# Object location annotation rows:
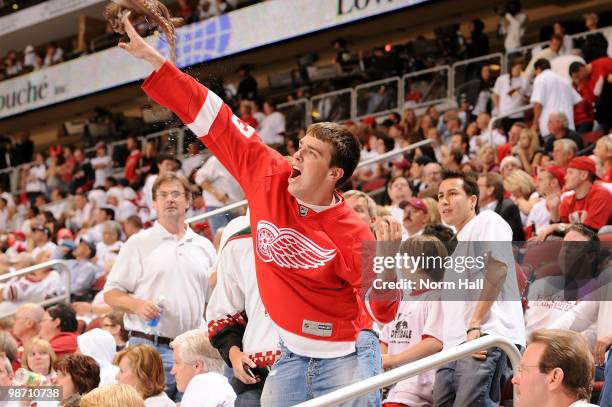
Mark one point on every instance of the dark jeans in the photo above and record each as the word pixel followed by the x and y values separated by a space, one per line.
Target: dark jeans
pixel 471 382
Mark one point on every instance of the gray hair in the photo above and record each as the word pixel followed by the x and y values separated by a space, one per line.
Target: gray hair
pixel 33 311
pixel 569 146
pixel 195 346
pixel 8 346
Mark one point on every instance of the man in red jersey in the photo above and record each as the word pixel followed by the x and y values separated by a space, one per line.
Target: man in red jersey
pixel 589 204
pixel 308 242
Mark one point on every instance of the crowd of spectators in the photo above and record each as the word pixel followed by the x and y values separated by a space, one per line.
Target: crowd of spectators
pixel 546 172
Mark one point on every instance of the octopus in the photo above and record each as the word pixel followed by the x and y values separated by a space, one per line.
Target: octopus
pixel 151 11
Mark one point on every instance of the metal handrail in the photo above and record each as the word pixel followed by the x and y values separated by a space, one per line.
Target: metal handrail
pixel 48 264
pixel 356 89
pixel 364 163
pixel 473 60
pixel 420 366
pixel 507 114
pixel 326 95
pixel 449 88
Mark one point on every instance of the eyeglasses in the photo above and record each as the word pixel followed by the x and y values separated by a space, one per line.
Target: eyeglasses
pixel 173 194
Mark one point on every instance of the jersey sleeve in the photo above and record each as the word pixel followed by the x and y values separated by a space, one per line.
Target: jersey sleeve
pixel 233 142
pixel 598 210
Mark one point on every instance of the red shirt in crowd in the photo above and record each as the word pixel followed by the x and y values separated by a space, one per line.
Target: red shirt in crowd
pixel 64 343
pixel 131 164
pixel 594 210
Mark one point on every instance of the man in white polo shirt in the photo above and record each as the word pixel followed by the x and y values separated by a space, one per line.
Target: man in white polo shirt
pixel 469 314
pixel 168 262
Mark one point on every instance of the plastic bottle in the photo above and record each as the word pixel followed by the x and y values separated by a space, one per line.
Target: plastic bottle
pixel 152 325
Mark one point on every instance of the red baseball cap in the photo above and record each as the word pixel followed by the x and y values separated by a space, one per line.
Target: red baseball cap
pixel 557 172
pixel 584 164
pixel 415 202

# Exercise brief:
Copy out every one of the rows above word for word, leaving the pictures out.

# Expected output:
Mark one point on every instance of the dark jeans in the photo above and record each as the word pixel followed by the x and y values separated by a space, one per line.
Target: dark jeans
pixel 471 382
Mark one point on every instance of the gray hair in the photo above and record each as the word pixel followed by the x and y values separated by a space, one per line.
Target: gray hair
pixel 33 311
pixel 569 146
pixel 195 346
pixel 8 346
Mark one point on every instance of the man in red jersey in the photo above and record each as the word pixel followed by the x and y values separated by a space, one per line.
Target: man in red jersey
pixel 589 204
pixel 308 242
Mark one point on every instance of the crowd of spectators in the photo above and record each as the word pixel followed by the x and y values separated by a space, one per line.
Target: crowd of spectators
pixel 546 172
Mark one point on every instance of the octopus in the photo above and record each as the word pixel followed by the x and y values separated by a space, one per line.
Target: octopus
pixel 151 11
Mark one point on every instance of the metal handrail in the photo above and record each as the word pixel followed by the x and y values separated by a space, one per line.
Target: metal handrail
pixel 48 264
pixel 356 89
pixel 364 163
pixel 473 60
pixel 420 366
pixel 507 114
pixel 326 95
pixel 449 88
Mark one point on every instance of the eyeglasses in the photo above and record each as the word pixel followed by the x and y values separated by a space, one per line.
Target: eyeglasses
pixel 173 194
Mark one point on every instance of the jersey sleeve in the photo above and record each as the word pixel followed by the x and y values separated by a space, one per line.
Target: jersey sleeve
pixel 233 142
pixel 598 210
Mark one point on every instance of the red shirt in crowd in the photo above and record each as the word pixel followed by the x and y values separated by a space, one per line.
Target: red shirt in crowd
pixel 64 343
pixel 131 164
pixel 594 210
Mark one point on every instance of the man in white polo shirt in the photo above and record each as the word pixel followed by the x and y values separated by a space, one per line.
Target: man in white polo shirt
pixel 469 314
pixel 168 262
Mark one point on every instance of the plastic bottle in the photo above and record each as the word pixel followed by the x and y values separated by a space, one per line.
Target: plastic bottle
pixel 152 325
Mark one point on every instance of the red baseball cap in the photo above and record each as the word pixel followed by the x and y values separated by a space, one per line.
Target: red baseball cap
pixel 557 172
pixel 584 164
pixel 415 202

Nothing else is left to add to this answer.